Work instructions
Every record below should appear in your answer, copied exactly.

Material for this exercise
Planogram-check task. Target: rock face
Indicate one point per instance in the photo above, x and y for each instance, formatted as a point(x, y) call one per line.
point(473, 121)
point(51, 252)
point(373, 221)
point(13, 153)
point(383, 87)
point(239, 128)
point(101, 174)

Solved problem
Planogram-check task. Target: rock face
Indicate one point per instance in the photo above, x and y for each instance, formatted as a point(x, y) call one per line.
point(473, 121)
point(51, 252)
point(373, 221)
point(13, 153)
point(383, 87)
point(239, 128)
point(101, 174)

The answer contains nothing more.